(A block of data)

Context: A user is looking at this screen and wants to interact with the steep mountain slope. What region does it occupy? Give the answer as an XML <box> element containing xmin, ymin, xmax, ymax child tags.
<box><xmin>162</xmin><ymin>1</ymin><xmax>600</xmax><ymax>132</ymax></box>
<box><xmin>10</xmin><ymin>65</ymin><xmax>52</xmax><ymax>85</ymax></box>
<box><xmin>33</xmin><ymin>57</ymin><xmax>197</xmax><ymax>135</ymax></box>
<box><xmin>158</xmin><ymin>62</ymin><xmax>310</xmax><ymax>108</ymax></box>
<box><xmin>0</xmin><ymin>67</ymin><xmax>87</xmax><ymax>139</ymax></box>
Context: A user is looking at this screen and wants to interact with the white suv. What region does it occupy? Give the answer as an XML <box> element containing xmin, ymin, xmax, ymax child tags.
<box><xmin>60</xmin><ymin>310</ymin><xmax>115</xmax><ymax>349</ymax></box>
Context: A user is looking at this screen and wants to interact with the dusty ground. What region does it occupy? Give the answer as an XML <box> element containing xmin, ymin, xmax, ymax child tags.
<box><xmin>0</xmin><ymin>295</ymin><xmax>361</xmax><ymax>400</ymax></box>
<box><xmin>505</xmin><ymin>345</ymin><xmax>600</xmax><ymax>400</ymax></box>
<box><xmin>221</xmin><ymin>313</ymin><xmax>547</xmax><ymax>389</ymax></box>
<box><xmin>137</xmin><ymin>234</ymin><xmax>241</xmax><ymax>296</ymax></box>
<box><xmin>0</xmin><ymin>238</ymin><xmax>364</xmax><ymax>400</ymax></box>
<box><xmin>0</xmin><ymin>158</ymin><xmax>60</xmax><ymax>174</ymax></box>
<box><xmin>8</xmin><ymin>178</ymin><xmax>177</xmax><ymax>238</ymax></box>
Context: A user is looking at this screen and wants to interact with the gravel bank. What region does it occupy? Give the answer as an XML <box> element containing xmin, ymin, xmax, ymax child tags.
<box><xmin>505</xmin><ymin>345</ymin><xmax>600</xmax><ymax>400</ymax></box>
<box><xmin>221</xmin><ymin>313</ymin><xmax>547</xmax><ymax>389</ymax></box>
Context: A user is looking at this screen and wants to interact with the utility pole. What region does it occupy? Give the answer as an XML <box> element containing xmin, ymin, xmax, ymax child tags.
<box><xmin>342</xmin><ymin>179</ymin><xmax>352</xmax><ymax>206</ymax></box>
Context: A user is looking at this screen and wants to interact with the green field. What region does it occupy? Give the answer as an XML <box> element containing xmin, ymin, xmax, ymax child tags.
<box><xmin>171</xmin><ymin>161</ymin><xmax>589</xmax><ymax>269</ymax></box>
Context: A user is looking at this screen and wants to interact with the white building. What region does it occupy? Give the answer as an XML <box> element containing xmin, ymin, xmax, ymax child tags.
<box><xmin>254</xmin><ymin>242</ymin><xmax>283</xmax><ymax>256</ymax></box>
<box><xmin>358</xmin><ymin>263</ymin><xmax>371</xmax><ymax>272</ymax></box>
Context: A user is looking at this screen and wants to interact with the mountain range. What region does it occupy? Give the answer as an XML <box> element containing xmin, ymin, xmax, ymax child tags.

--

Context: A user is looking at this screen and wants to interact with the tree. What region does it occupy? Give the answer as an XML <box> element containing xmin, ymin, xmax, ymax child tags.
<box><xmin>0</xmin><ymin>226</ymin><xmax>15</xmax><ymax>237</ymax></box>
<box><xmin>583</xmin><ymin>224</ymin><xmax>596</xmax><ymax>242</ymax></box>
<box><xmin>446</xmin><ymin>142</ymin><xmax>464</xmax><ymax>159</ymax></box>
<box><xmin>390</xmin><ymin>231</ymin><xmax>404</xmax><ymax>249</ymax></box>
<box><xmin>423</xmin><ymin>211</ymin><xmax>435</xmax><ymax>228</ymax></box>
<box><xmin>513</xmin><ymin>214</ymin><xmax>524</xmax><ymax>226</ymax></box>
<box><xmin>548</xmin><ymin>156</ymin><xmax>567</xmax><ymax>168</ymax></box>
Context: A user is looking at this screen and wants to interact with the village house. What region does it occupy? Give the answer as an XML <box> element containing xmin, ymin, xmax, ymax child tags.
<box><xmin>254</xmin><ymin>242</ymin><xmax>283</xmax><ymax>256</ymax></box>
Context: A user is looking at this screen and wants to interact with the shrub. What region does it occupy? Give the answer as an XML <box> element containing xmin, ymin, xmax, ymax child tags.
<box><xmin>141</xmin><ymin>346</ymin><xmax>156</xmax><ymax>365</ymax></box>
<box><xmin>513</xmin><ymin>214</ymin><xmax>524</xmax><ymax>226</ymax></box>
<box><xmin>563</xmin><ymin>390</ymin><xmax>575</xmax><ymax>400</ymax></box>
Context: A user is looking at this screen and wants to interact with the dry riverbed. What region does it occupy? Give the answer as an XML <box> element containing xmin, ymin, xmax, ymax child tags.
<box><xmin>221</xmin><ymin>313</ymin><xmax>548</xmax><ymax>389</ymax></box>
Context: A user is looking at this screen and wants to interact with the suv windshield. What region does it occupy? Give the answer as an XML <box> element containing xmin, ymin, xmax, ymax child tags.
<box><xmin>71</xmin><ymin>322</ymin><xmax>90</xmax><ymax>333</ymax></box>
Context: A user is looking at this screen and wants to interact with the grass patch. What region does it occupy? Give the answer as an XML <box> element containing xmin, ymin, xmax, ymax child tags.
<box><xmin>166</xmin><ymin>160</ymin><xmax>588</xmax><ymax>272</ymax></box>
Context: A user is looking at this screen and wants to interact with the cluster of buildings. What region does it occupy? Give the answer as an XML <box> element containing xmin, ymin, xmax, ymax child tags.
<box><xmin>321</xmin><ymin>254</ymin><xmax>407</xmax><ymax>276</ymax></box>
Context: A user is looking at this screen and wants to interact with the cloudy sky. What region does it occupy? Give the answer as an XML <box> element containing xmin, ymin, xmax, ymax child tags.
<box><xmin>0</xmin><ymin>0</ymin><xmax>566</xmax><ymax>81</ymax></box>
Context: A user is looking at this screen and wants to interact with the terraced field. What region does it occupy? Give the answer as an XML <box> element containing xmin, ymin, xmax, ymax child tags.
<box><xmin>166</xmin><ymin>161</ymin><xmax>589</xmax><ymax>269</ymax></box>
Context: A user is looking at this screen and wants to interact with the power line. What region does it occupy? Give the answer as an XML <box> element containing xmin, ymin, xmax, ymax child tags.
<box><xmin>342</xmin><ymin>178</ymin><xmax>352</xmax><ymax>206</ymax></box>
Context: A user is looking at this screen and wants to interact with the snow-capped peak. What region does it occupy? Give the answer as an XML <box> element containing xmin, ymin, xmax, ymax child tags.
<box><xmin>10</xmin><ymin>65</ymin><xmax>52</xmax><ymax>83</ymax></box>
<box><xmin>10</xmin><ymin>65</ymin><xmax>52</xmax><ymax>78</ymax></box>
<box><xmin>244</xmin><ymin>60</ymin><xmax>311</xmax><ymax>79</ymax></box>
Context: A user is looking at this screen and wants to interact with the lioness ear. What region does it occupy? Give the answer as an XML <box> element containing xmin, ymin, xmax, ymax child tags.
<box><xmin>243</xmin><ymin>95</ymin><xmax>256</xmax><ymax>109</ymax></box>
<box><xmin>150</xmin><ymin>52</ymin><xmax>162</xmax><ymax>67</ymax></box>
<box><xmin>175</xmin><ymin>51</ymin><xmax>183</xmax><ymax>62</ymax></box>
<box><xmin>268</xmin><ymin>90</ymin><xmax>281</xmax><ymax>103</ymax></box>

- **What you are asked to do**
Pull out every line of the data above that contains the word "field".

- **Answer for this exercise**
Context: A user is looking at this screen and wants to interact with the green field. What region does it occupy? Give the answer as an XML <box> element containing xmin, ymin, xmax, ymax child tags.
Context: A user is looking at this screen and wants to interact with the terraced field. What region does it occupy? Give the answer as an XML <box> element containing xmin, ymin, xmax, ymax child tags.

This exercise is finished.